Given information.
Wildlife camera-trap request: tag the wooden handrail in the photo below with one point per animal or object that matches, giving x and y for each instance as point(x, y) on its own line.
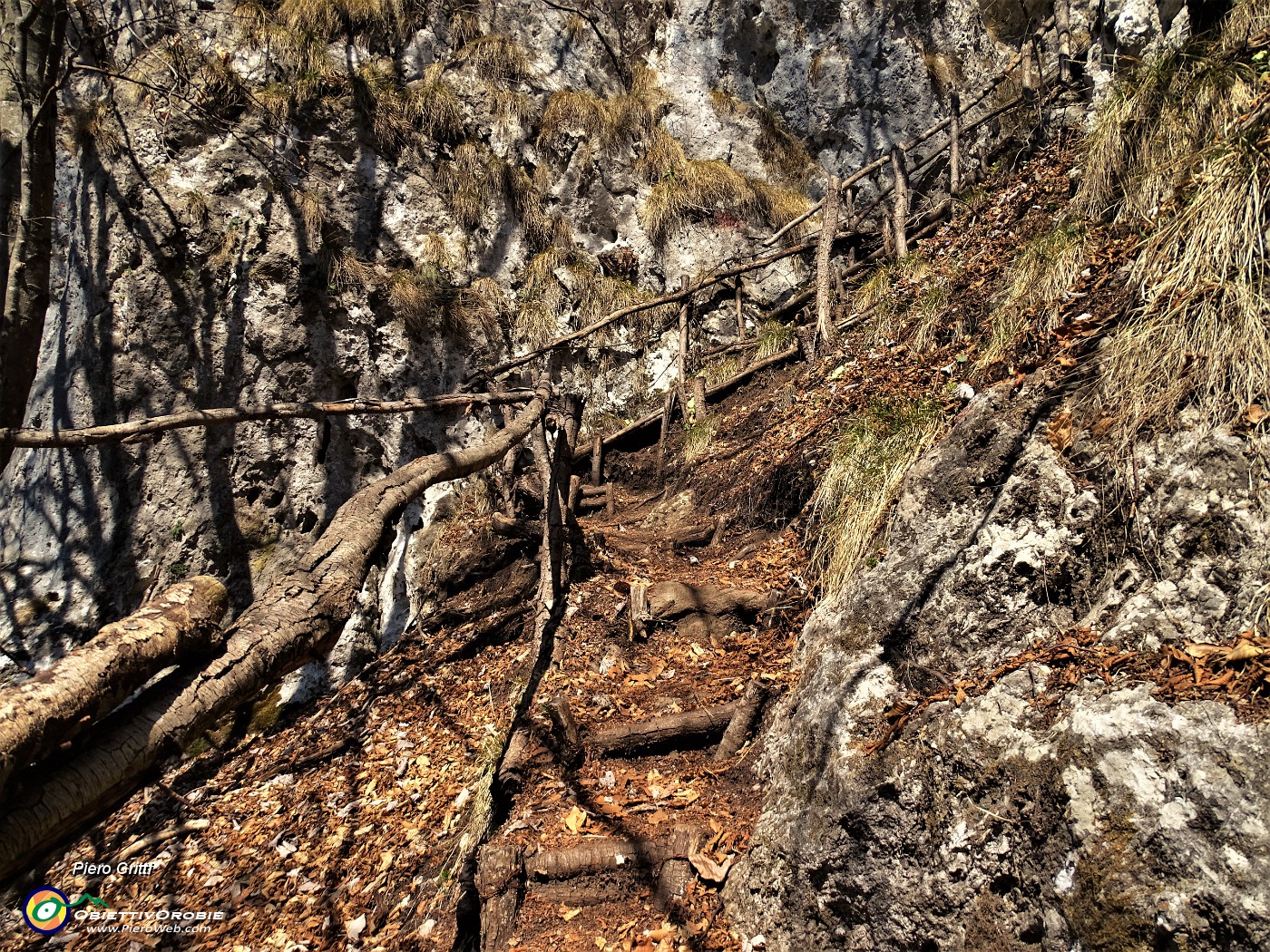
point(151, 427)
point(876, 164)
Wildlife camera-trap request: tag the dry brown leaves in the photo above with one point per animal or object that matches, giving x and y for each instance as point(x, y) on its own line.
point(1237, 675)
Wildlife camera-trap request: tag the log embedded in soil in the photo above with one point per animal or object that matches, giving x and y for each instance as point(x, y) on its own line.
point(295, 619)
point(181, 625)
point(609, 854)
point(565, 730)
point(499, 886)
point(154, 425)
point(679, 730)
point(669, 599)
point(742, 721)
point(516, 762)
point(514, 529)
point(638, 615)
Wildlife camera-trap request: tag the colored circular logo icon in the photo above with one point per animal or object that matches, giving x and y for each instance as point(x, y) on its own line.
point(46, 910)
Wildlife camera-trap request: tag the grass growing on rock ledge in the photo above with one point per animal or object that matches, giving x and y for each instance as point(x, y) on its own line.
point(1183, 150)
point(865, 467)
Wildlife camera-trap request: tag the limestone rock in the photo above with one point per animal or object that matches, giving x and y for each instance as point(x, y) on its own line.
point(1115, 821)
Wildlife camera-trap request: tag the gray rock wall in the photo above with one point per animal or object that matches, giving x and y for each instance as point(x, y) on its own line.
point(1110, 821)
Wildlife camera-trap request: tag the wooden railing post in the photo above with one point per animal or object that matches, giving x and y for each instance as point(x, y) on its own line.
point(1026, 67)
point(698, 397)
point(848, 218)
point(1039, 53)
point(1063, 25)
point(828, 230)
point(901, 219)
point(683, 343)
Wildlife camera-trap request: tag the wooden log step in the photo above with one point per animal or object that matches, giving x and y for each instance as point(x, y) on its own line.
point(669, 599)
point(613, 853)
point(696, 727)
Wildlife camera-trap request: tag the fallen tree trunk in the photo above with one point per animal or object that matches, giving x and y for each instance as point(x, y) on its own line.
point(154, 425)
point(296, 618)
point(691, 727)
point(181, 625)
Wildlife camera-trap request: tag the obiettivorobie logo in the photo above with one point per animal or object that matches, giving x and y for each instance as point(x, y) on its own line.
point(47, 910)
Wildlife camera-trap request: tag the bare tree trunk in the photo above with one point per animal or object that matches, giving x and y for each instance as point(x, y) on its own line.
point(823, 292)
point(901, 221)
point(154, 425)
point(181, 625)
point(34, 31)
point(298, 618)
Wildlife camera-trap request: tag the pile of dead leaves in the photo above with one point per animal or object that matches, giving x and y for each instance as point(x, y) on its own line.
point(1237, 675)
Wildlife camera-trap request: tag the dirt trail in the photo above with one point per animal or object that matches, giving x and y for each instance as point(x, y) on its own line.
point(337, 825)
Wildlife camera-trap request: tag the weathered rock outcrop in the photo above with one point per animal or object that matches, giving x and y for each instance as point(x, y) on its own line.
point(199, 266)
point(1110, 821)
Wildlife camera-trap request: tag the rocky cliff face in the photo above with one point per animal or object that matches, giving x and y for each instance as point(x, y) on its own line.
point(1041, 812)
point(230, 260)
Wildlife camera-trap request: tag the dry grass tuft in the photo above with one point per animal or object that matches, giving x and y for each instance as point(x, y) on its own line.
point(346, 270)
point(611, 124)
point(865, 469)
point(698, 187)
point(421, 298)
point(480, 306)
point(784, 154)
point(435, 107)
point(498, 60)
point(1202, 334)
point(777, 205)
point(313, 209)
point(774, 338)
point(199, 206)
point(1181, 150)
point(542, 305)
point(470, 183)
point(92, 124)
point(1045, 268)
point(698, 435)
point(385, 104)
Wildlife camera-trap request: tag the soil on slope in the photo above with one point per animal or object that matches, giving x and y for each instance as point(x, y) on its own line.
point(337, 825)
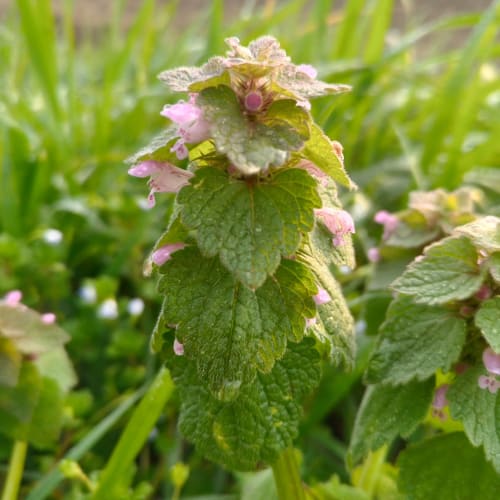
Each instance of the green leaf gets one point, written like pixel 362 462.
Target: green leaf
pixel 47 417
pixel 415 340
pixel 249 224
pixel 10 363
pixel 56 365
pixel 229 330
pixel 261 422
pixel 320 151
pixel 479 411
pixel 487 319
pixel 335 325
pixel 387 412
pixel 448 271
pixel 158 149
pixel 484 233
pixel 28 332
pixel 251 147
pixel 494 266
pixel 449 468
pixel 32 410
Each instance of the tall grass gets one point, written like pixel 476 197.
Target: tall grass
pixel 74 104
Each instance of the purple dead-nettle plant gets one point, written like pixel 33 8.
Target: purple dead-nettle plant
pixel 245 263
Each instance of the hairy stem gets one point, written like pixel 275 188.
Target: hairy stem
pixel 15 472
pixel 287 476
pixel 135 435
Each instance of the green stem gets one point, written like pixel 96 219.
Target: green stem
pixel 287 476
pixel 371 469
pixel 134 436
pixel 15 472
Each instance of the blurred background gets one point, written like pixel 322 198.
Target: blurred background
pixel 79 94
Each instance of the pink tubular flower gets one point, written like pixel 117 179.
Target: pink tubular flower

Task details. The expected output is every entry above, retyped exactly, with the pictures removed.

Answer to the problem.
Wildlife camera-trap request: tag the wooden handrail in the photo below with one point per animal or object that matches, giving x and y for each instance as point(x, y) on its own line.
point(151, 427)
point(876, 164)
Wildlife camera-trap request: tag the dry brown leaves in the photo above with one point per animal or object that matches, giving x and y for each instance as point(x, y) on its own line.
point(1237, 675)
Wildlife camera-trap request: tag the log embedded in soil in the photo above with one point per animal or object that matches, giving x and y for each instance as point(x, y) on its own line.
point(295, 619)
point(181, 625)
point(609, 854)
point(565, 730)
point(499, 886)
point(154, 425)
point(679, 730)
point(669, 599)
point(742, 721)
point(516, 762)
point(514, 529)
point(638, 615)
Wildlife camera-trap request: tag the colored circular logo icon in the photo above with one point per animal or object that matches, giving x and y for each instance as point(x, y) on its own line.
point(46, 910)
Wildlife camera-trap request: tag the grass growing on rock ledge in the photo above with one point per animal or object that matches, giving x and y for each instance as point(x, y) on its own line.
point(1183, 150)
point(865, 467)
Wildlife camera-trap request: tag the limestone rock in the photo above with one point per animal or object that matches, giving x and y for each instance as point(x, y) on its own line.
point(1115, 821)
Wildlife camera-trap request: tag the gray rock wall in the photo above with one point per animal or object that matches, giving x and y for each instance as point(x, y) on its own line.
point(1110, 821)
Wildlife camera-trap request: tag the wooden railing post in the photo above with one point per animal or object that matches, giving x and y for each instance as point(x, y) on its own line.
point(1026, 67)
point(698, 397)
point(848, 218)
point(1039, 53)
point(1063, 25)
point(828, 230)
point(901, 219)
point(683, 343)
Wildlife camera-trap request: tag the wooden log step in the photo above with one point per animal or object that matches, giving x and y for each instance as point(x, y) on its own line.
point(669, 599)
point(613, 853)
point(696, 727)
Wildlife camera-trap request: tag the fallen tree trunk in the photo above with one point per animal or object that matches, giving x and y for each instance as point(x, y) on its own line.
point(154, 425)
point(296, 618)
point(691, 727)
point(181, 625)
Wildlife camera-trap request: tag the obiettivorobie logo in the photo above with one point per animal or object that matches, giving x and y for each instance as point(x, y) on its own line.
point(47, 910)
Wildlife camera-trap request: tag the bare tree trunk in the photo above with one point per animal or object that matches, giving x and y for each instance as point(x, y) on its own line.
point(823, 292)
point(901, 221)
point(154, 425)
point(181, 625)
point(34, 31)
point(298, 618)
Wildlife camera-trap request: tag the pile of dead leaves in the photo above with one point per animal or object that matches, giving x and y for each instance as point(x, y) on its own line.
point(1237, 675)
Wildlife camera-trap request: tag the dirt trail in the photo above with one point per animal or object that matches, giving x and y for each instance as point(x, y) on its own line.
point(337, 825)
Wildlife camera-trap request: tag the weathered rock outcrop in the photo above with one point per animal or object that matches, giving x and y for each instance as point(x, y) on its own line.
point(199, 266)
point(1110, 821)
Wildlife camera-trap request: tag the rocky cliff face in the photo above with one point per animal or object that matches, giving x and y for each instance as point(x, y) on its own line.
point(1041, 812)
point(230, 260)
Wildlife camera-trap request: tag the dry grass tuft in the photo above with one point per animal or object that matches, giving x and y for each instance as point(x, y) on its own line.
point(346, 270)
point(611, 124)
point(865, 469)
point(698, 187)
point(421, 298)
point(480, 306)
point(784, 154)
point(435, 107)
point(498, 60)
point(1202, 334)
point(777, 205)
point(313, 209)
point(774, 338)
point(199, 206)
point(1181, 150)
point(542, 305)
point(470, 183)
point(92, 124)
point(1045, 268)
point(698, 435)
point(385, 104)
Wildlife camera-trap request: tag the soil on slope in the photo above with one point per animal or object that matches, giving x and y for each instance as point(x, y) on its own line.
point(337, 825)
Each instance of the green leaf gets one point, written like pixel 362 462.
Target: green leaf
pixel 47 417
pixel 415 340
pixel 249 224
pixel 10 363
pixel 56 365
pixel 229 330
pixel 261 422
pixel 320 151
pixel 479 411
pixel 487 319
pixel 335 325
pixel 387 412
pixel 448 271
pixel 158 149
pixel 484 233
pixel 28 332
pixel 251 147
pixel 494 266
pixel 449 468
pixel 32 410
Each instance of the tall grass gets one point, written like pixel 476 197.
Target: tall grass
pixel 74 104
Each instance of the purple dead-nettle plant gets one point, written like pixel 33 8.
Target: purple dead-nettle plant
pixel 245 263
Each instance of the hairy stem gets one point, written like pixel 275 188.
Target: hairy stem
pixel 15 472
pixel 287 476
pixel 135 435
Each instance of the green stem gets one point, written like pixel 96 219.
Target: green stem
pixel 287 476
pixel 371 469
pixel 134 436
pixel 15 472
Each instance of the blurred background gets one point, written like pixel 322 198.
Target: blurred background
pixel 79 94
Each instance of the pink tubular flower gets one point, written like pixel 117 179.
Target: pink tubular flower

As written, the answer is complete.